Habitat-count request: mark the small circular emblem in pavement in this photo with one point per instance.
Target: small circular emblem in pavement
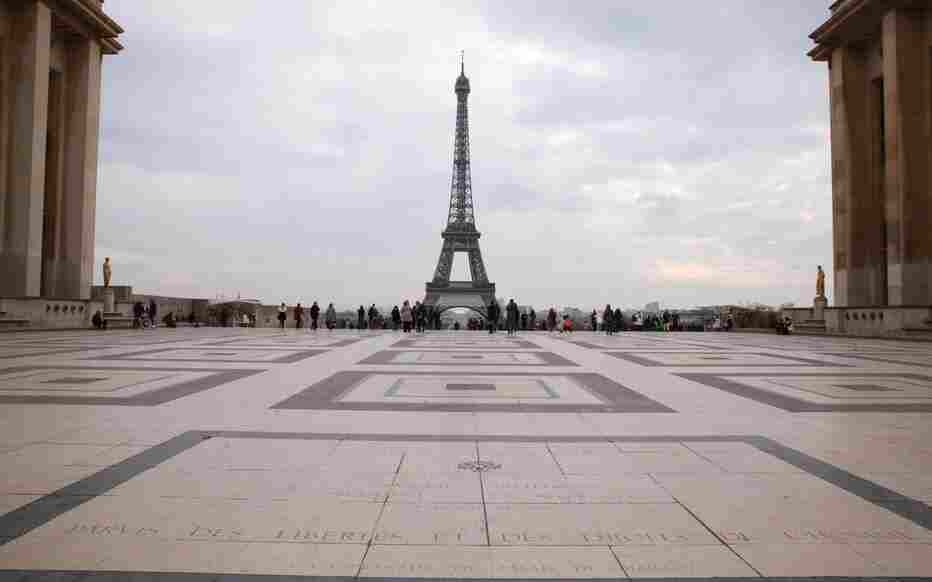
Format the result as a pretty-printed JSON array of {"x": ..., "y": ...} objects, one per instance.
[{"x": 478, "y": 466}]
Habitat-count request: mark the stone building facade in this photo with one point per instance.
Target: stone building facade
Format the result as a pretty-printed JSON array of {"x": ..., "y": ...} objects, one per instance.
[
  {"x": 50, "y": 77},
  {"x": 879, "y": 56}
]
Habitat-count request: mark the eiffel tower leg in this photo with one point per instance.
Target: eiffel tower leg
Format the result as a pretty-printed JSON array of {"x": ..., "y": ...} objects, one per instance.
[
  {"x": 444, "y": 263},
  {"x": 476, "y": 266}
]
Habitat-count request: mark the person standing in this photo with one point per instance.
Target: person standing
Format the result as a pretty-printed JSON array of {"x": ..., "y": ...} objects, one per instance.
[
  {"x": 419, "y": 315},
  {"x": 406, "y": 317},
  {"x": 138, "y": 311},
  {"x": 511, "y": 316},
  {"x": 282, "y": 315},
  {"x": 608, "y": 320},
  {"x": 396, "y": 318},
  {"x": 494, "y": 314}
]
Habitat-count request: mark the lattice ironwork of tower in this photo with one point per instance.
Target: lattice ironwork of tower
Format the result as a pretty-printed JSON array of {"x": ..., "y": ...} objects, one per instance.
[{"x": 460, "y": 234}]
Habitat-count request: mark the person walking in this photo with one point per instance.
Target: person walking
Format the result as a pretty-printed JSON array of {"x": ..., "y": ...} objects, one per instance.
[
  {"x": 494, "y": 314},
  {"x": 282, "y": 315},
  {"x": 419, "y": 314},
  {"x": 511, "y": 316},
  {"x": 608, "y": 320},
  {"x": 406, "y": 317},
  {"x": 396, "y": 318},
  {"x": 138, "y": 311}
]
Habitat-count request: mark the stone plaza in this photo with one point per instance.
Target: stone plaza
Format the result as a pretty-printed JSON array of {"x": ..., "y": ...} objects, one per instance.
[{"x": 164, "y": 453}]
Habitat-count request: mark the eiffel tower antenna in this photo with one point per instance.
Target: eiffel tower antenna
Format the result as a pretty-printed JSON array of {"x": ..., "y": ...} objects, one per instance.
[{"x": 460, "y": 234}]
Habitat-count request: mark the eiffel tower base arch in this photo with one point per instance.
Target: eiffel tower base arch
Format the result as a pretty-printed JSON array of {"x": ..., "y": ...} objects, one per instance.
[{"x": 443, "y": 296}]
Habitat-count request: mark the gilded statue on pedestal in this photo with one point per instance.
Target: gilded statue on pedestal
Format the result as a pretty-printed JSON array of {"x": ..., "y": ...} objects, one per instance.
[{"x": 108, "y": 272}]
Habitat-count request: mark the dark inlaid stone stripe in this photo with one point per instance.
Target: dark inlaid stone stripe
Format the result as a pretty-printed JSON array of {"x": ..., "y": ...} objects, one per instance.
[
  {"x": 792, "y": 404},
  {"x": 153, "y": 398},
  {"x": 644, "y": 358},
  {"x": 23, "y": 520},
  {"x": 327, "y": 394},
  {"x": 387, "y": 357},
  {"x": 289, "y": 357}
]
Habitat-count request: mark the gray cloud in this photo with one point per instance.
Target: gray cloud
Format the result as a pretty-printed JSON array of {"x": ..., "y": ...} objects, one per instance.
[{"x": 621, "y": 152}]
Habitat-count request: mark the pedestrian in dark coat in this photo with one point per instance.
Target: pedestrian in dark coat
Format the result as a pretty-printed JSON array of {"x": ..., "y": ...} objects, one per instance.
[{"x": 511, "y": 317}]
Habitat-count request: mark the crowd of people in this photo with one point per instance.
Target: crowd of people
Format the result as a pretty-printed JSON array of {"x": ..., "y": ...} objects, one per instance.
[{"x": 418, "y": 316}]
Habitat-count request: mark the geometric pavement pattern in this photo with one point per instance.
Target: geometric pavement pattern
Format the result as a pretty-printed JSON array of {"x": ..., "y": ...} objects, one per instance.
[{"x": 168, "y": 454}]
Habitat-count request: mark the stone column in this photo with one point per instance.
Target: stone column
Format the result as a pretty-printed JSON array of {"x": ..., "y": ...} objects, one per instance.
[
  {"x": 906, "y": 69},
  {"x": 54, "y": 154},
  {"x": 79, "y": 198},
  {"x": 28, "y": 50},
  {"x": 858, "y": 227}
]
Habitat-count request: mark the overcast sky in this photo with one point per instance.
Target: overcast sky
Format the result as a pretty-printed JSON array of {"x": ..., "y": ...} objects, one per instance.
[{"x": 622, "y": 152}]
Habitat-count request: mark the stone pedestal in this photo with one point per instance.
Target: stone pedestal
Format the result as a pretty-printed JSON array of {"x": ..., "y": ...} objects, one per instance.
[
  {"x": 109, "y": 302},
  {"x": 818, "y": 308}
]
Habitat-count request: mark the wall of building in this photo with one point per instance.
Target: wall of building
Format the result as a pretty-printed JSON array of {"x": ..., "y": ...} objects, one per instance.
[
  {"x": 881, "y": 119},
  {"x": 50, "y": 63}
]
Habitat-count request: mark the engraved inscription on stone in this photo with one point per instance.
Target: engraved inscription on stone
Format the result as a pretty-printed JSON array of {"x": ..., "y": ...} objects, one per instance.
[
  {"x": 470, "y": 386},
  {"x": 478, "y": 466},
  {"x": 73, "y": 380},
  {"x": 867, "y": 387}
]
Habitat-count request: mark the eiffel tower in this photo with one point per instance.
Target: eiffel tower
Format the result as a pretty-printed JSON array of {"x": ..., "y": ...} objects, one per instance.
[{"x": 460, "y": 234}]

**What to work on**: Please reproduce the records, requests included, starting with the line containing "Habitat-count request: mark the stone column" and going on through the end of the records, and nothing else. Multiply each x and y coordinate in the answers by 1.4 and round it to a whole number, rounding halves up.

**Exercise response**:
Habitat-count request: mark the stone column in this photo with one point per instance.
Target: stone column
Format the result as a pretty-printed JSON array of {"x": ..., "y": ...} objects, one per instance.
[
  {"x": 1268, "y": 97},
  {"x": 76, "y": 216},
  {"x": 111, "y": 277},
  {"x": 39, "y": 70},
  {"x": 1201, "y": 318}
]
Habitat-count request: mark the overcast sky in this photo with one point per instance.
Target: overcast sky
Format the result as a pretty-printed JSON array of {"x": ..., "y": ...} objects, one per instance.
[{"x": 871, "y": 213}]
Habitat-count request: mark the stone pedestal in this photo with one point per instance.
Target: stone pedestal
Format the result as a pretty-printed JSON array of {"x": ..., "y": ...} objects, one per instance.
[
  {"x": 153, "y": 423},
  {"x": 1145, "y": 431}
]
Habitat-count request: mark the wall of building in this photo with one point per instance.
Target: wall of building
Format the result as a pretty-printed JSON array of {"x": ..., "y": ...} objects, one per instance.
[
  {"x": 1233, "y": 167},
  {"x": 70, "y": 88}
]
Habitat-count request: mark the engraved inscription on stone in this photo with one point per instance.
Target: engraved inscription on stone
Format the result as a pretty-printed JSON array of {"x": ..., "y": ...} objects, one per instance.
[
  {"x": 658, "y": 540},
  {"x": 669, "y": 652},
  {"x": 102, "y": 532},
  {"x": 1214, "y": 542}
]
Habitat-count request: mark the eiffel tower in this photo with one point per instance.
Target: eiffel tower
Format the result as a pretty-printed JSON array of {"x": ..., "y": ...} objects, one per instance.
[{"x": 644, "y": 328}]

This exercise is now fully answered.